(Data extracted from a collection)
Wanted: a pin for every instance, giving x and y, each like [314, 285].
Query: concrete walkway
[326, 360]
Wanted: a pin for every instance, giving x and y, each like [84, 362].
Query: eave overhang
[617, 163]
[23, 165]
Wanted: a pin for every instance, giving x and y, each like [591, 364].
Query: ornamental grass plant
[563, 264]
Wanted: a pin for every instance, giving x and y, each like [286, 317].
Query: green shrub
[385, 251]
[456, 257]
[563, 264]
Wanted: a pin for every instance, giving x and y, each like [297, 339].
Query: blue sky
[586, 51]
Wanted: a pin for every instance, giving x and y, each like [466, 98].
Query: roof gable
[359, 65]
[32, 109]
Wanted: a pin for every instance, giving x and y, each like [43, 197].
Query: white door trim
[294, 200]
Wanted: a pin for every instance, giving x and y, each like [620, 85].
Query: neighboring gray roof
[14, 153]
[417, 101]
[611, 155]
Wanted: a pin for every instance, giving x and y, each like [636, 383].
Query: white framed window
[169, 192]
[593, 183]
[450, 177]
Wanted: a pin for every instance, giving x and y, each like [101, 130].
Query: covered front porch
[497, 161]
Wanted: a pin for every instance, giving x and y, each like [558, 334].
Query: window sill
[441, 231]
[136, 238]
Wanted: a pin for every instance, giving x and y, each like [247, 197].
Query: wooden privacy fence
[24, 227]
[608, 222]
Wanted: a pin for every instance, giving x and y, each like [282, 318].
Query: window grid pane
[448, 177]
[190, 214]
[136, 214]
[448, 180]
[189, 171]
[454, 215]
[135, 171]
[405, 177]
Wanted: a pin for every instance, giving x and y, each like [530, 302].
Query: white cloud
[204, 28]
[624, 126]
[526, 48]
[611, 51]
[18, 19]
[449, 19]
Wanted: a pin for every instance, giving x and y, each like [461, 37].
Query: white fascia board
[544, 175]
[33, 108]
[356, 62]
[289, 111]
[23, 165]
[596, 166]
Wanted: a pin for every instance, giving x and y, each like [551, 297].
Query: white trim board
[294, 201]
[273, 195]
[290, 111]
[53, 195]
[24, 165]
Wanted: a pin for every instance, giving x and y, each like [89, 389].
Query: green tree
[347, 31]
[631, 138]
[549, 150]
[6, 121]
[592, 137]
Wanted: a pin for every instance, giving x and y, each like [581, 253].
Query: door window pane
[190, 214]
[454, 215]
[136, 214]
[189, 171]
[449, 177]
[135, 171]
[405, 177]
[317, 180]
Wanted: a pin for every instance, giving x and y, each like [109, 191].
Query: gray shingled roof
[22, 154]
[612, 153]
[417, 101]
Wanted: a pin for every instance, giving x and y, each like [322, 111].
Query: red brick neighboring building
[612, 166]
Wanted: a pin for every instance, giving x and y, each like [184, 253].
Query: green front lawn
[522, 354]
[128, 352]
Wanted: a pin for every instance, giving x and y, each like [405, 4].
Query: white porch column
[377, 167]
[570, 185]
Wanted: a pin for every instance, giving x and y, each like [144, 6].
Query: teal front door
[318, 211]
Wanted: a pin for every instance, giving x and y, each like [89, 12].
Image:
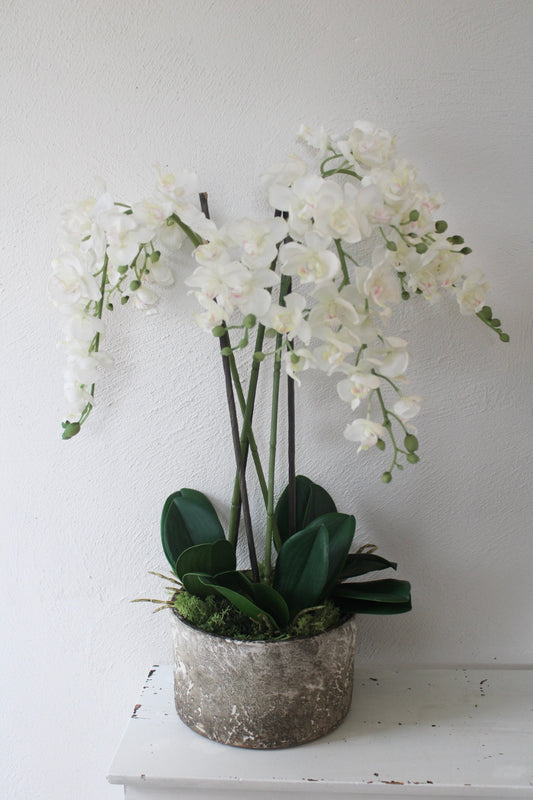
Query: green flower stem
[344, 267]
[225, 343]
[391, 383]
[344, 171]
[195, 239]
[329, 158]
[241, 468]
[291, 442]
[95, 344]
[247, 438]
[285, 282]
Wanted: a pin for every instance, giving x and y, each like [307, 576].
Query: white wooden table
[412, 733]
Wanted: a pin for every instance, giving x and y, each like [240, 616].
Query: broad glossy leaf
[273, 602]
[192, 582]
[209, 558]
[244, 604]
[360, 563]
[188, 518]
[388, 596]
[261, 594]
[311, 502]
[302, 568]
[370, 607]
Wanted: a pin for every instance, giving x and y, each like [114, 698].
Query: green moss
[216, 615]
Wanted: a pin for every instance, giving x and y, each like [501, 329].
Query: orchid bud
[70, 429]
[411, 442]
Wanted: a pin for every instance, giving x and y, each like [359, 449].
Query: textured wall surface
[221, 86]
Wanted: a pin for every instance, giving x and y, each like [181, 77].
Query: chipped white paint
[263, 695]
[412, 733]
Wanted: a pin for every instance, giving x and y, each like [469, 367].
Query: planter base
[263, 695]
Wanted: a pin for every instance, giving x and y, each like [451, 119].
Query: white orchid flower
[289, 319]
[299, 201]
[218, 278]
[284, 173]
[76, 397]
[330, 356]
[391, 359]
[152, 213]
[357, 386]
[333, 309]
[257, 239]
[71, 284]
[367, 144]
[250, 291]
[383, 286]
[214, 314]
[471, 295]
[298, 361]
[408, 407]
[124, 236]
[176, 187]
[364, 431]
[318, 138]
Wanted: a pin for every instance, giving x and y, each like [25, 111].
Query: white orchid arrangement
[354, 234]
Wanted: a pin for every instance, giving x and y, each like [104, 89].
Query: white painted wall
[95, 88]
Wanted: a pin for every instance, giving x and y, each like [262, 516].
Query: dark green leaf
[272, 602]
[311, 502]
[209, 558]
[389, 590]
[371, 607]
[192, 582]
[360, 563]
[188, 519]
[244, 604]
[302, 568]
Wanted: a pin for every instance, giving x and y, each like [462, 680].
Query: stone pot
[262, 695]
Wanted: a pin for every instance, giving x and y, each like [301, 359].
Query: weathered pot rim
[290, 640]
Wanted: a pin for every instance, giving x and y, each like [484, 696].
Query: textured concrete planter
[262, 695]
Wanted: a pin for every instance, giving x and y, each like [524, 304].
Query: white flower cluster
[109, 252]
[348, 241]
[333, 315]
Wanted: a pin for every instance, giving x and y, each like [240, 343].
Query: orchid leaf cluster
[354, 234]
[313, 565]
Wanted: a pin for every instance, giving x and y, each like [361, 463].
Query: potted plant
[312, 287]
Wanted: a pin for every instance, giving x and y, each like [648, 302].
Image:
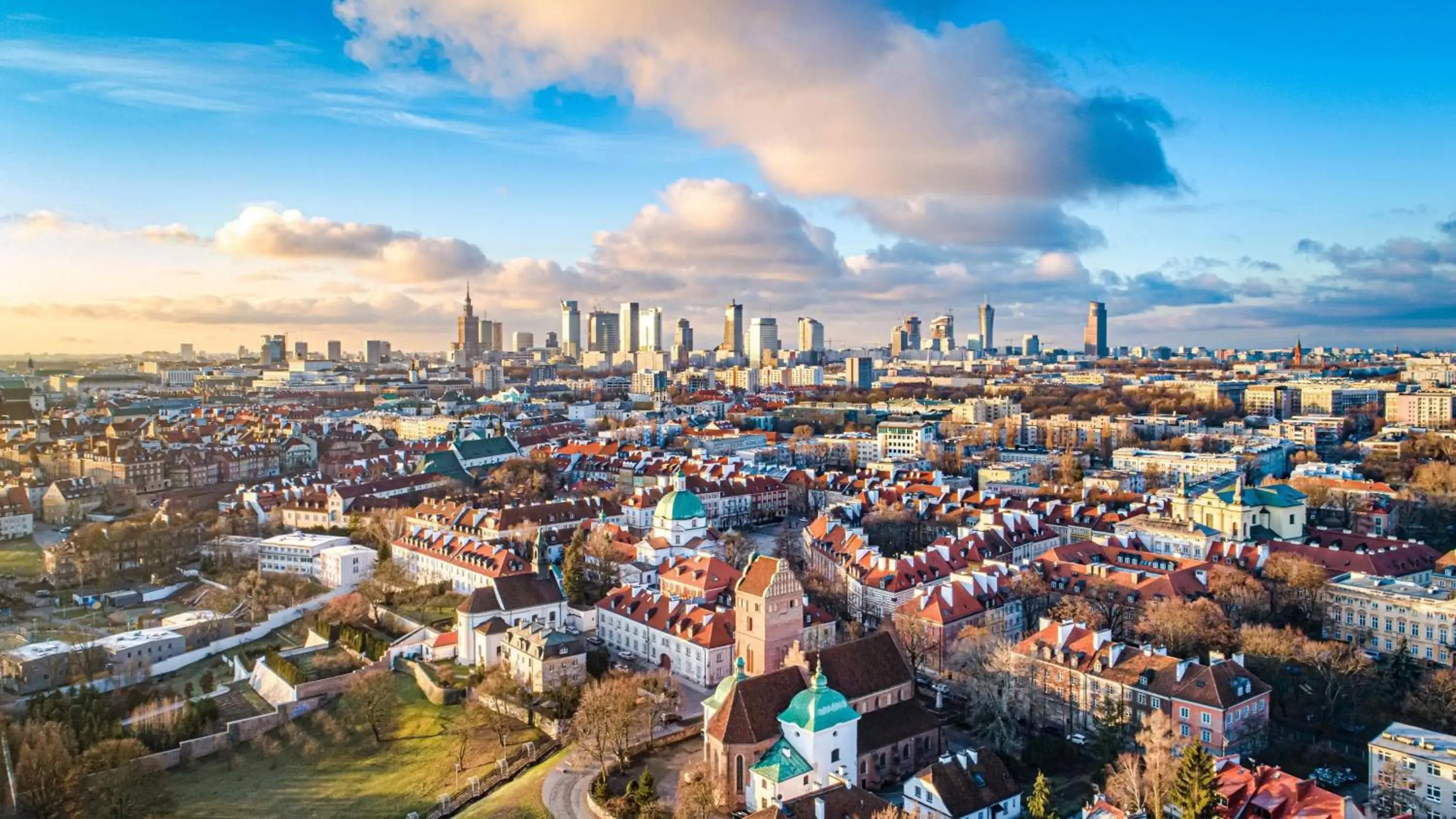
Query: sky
[1234, 175]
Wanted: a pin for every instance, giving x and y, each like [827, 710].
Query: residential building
[1075, 670]
[544, 659]
[973, 783]
[692, 640]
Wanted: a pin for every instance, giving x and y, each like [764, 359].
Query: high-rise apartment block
[570, 329]
[1094, 340]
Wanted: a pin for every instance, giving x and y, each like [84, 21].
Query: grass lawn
[21, 557]
[350, 779]
[520, 798]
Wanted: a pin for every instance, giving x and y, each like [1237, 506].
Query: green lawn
[520, 798]
[351, 779]
[21, 557]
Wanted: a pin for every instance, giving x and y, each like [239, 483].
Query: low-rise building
[542, 658]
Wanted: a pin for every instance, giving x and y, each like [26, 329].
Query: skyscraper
[763, 341]
[651, 340]
[988, 327]
[629, 327]
[274, 350]
[733, 329]
[1094, 340]
[570, 329]
[943, 332]
[468, 331]
[602, 331]
[811, 341]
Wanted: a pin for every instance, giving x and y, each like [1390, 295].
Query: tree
[1189, 629]
[1039, 805]
[44, 789]
[737, 549]
[696, 796]
[375, 700]
[1159, 748]
[1110, 729]
[1194, 792]
[118, 786]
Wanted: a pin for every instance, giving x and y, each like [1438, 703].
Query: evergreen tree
[1401, 674]
[1111, 726]
[1039, 806]
[1194, 792]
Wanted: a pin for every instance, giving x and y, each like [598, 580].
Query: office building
[274, 350]
[860, 373]
[943, 332]
[570, 329]
[733, 331]
[763, 343]
[603, 331]
[1094, 340]
[651, 340]
[629, 327]
[811, 341]
[988, 328]
[376, 353]
[468, 331]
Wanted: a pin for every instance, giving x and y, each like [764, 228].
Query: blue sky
[568, 181]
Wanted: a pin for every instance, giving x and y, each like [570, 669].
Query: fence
[480, 787]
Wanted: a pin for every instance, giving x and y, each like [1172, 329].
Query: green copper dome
[819, 707]
[680, 505]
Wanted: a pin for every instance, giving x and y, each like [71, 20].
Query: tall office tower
[274, 350]
[468, 331]
[860, 373]
[1094, 340]
[899, 341]
[651, 340]
[629, 327]
[811, 341]
[988, 327]
[912, 332]
[943, 332]
[602, 331]
[376, 353]
[733, 329]
[682, 343]
[570, 329]
[763, 341]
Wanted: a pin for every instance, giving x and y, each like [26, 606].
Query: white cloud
[830, 98]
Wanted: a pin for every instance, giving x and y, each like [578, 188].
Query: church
[794, 719]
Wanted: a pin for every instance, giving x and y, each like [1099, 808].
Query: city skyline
[1216, 196]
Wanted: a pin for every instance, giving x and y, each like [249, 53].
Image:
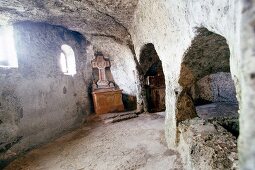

* _Task requirements_
Give back every line from the beginning of the records through the line holding "like [297, 339].", exactly as it reads, and leave out the rest.

* _Solution to the problem_
Wanted: a pin for every instance, giving x and y, each like [314, 285].
Query: concrete walkway
[326, 360]
Wanted: a pin for every instance, giving x and y, each like [84, 362].
Query: eave overhang
[617, 163]
[23, 165]
Wanted: a pin for every instance, giving x and y, each like [591, 364].
Query: ornamental grass plant
[563, 264]
Wanted: a pin for every instance, giving x and y, each like [286, 317].
Query: green shrub
[385, 251]
[456, 257]
[563, 264]
Wanted: a pin for every instance, giving x and y, each like [297, 339].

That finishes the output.